►

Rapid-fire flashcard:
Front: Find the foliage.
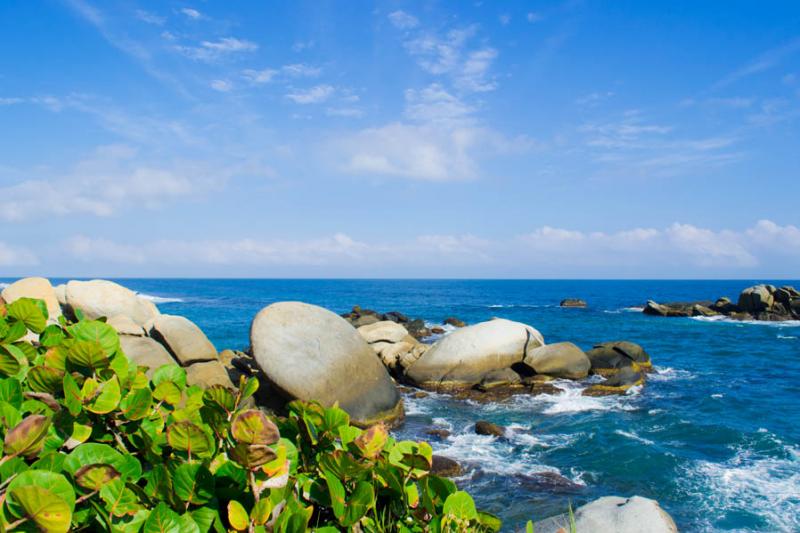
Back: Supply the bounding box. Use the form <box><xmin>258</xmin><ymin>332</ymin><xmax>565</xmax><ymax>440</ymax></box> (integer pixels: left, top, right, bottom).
<box><xmin>0</xmin><ymin>298</ymin><xmax>500</xmax><ymax>533</ymax></box>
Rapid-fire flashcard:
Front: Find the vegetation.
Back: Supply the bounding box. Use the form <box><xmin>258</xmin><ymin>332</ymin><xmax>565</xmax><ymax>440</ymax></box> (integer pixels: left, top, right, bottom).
<box><xmin>0</xmin><ymin>298</ymin><xmax>500</xmax><ymax>533</ymax></box>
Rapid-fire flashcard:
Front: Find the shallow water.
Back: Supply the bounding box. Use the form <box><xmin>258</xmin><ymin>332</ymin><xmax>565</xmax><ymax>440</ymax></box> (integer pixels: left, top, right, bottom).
<box><xmin>7</xmin><ymin>280</ymin><xmax>800</xmax><ymax>531</ymax></box>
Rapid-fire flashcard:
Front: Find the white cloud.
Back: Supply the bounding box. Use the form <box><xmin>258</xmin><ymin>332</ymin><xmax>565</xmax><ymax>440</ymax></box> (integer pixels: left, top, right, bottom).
<box><xmin>175</xmin><ymin>37</ymin><xmax>258</xmax><ymax>62</ymax></box>
<box><xmin>0</xmin><ymin>144</ymin><xmax>223</xmax><ymax>222</ymax></box>
<box><xmin>389</xmin><ymin>10</ymin><xmax>419</xmax><ymax>30</ymax></box>
<box><xmin>136</xmin><ymin>9</ymin><xmax>167</xmax><ymax>26</ymax></box>
<box><xmin>181</xmin><ymin>7</ymin><xmax>203</xmax><ymax>20</ymax></box>
<box><xmin>0</xmin><ymin>241</ymin><xmax>39</xmax><ymax>267</ymax></box>
<box><xmin>211</xmin><ymin>80</ymin><xmax>233</xmax><ymax>93</ymax></box>
<box><xmin>56</xmin><ymin>220</ymin><xmax>800</xmax><ymax>278</ymax></box>
<box><xmin>286</xmin><ymin>85</ymin><xmax>334</xmax><ymax>105</ymax></box>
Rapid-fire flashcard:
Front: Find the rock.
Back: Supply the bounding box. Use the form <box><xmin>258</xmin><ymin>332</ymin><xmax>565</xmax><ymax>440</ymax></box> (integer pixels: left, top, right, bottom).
<box><xmin>431</xmin><ymin>455</ymin><xmax>463</xmax><ymax>477</ymax></box>
<box><xmin>738</xmin><ymin>285</ymin><xmax>775</xmax><ymax>314</ymax></box>
<box><xmin>250</xmin><ymin>302</ymin><xmax>403</xmax><ymax>425</ymax></box>
<box><xmin>358</xmin><ymin>320</ymin><xmax>408</xmax><ymax>344</ymax></box>
<box><xmin>586</xmin><ymin>341</ymin><xmax>653</xmax><ymax>375</ymax></box>
<box><xmin>425</xmin><ymin>428</ymin><xmax>450</xmax><ymax>440</ymax></box>
<box><xmin>522</xmin><ymin>342</ymin><xmax>592</xmax><ymax>379</ymax></box>
<box><xmin>692</xmin><ymin>304</ymin><xmax>719</xmax><ymax>316</ymax></box>
<box><xmin>480</xmin><ymin>368</ymin><xmax>522</xmax><ymax>389</ymax></box>
<box><xmin>107</xmin><ymin>315</ymin><xmax>145</xmax><ymax>337</ymax></box>
<box><xmin>2</xmin><ymin>278</ymin><xmax>61</xmax><ymax>323</ymax></box>
<box><xmin>406</xmin><ymin>318</ymin><xmax>431</xmax><ymax>339</ymax></box>
<box><xmin>407</xmin><ymin>319</ymin><xmax>544</xmax><ymax>389</ymax></box>
<box><xmin>558</xmin><ymin>298</ymin><xmax>586</xmax><ymax>307</ymax></box>
<box><xmin>475</xmin><ymin>420</ymin><xmax>506</xmax><ymax>437</ymax></box>
<box><xmin>186</xmin><ymin>361</ymin><xmax>235</xmax><ymax>389</ymax></box>
<box><xmin>534</xmin><ymin>496</ymin><xmax>678</xmax><ymax>533</ymax></box>
<box><xmin>150</xmin><ymin>315</ymin><xmax>217</xmax><ymax>366</ymax></box>
<box><xmin>583</xmin><ymin>363</ymin><xmax>644</xmax><ymax>396</ymax></box>
<box><xmin>119</xmin><ymin>335</ymin><xmax>177</xmax><ymax>377</ymax></box>
<box><xmin>66</xmin><ymin>279</ymin><xmax>159</xmax><ymax>326</ymax></box>
<box><xmin>53</xmin><ymin>283</ymin><xmax>67</xmax><ymax>307</ymax></box>
<box><xmin>442</xmin><ymin>316</ymin><xmax>467</xmax><ymax>328</ymax></box>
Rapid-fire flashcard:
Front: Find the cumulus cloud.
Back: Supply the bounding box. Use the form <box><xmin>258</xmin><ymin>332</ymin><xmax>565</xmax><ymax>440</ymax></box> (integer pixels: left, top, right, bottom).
<box><xmin>0</xmin><ymin>144</ymin><xmax>222</xmax><ymax>222</ymax></box>
<box><xmin>286</xmin><ymin>85</ymin><xmax>334</xmax><ymax>105</ymax></box>
<box><xmin>0</xmin><ymin>241</ymin><xmax>39</xmax><ymax>267</ymax></box>
<box><xmin>56</xmin><ymin>220</ymin><xmax>800</xmax><ymax>278</ymax></box>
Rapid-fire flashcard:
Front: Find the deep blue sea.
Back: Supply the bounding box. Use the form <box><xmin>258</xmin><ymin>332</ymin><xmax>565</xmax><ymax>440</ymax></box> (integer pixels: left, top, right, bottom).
<box><xmin>6</xmin><ymin>279</ymin><xmax>800</xmax><ymax>531</ymax></box>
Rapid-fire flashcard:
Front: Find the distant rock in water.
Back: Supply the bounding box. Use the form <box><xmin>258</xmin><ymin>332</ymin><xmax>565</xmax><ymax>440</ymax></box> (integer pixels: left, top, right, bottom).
<box><xmin>534</xmin><ymin>496</ymin><xmax>678</xmax><ymax>533</ymax></box>
<box><xmin>642</xmin><ymin>284</ymin><xmax>800</xmax><ymax>322</ymax></box>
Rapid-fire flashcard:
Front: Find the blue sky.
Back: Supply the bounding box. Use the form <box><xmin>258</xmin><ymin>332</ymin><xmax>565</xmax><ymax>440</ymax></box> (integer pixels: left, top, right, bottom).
<box><xmin>0</xmin><ymin>0</ymin><xmax>800</xmax><ymax>278</ymax></box>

◄

**Work to be completed:** Locate each line in the entries above that contains the string "Front" and copy those lines in full. The match is case-sensitive.

**Solution to this exercise:**
Front: Find the foliage.
Front: Find the vegetation.
Front: Find the shallow water.
Front: Find the white cloud.
Front: Find the rock.
Front: Find the cumulus cloud.
Front: Find the deep blue sea.
Front: Find the distant rock in water.
Front: Find the blue sky.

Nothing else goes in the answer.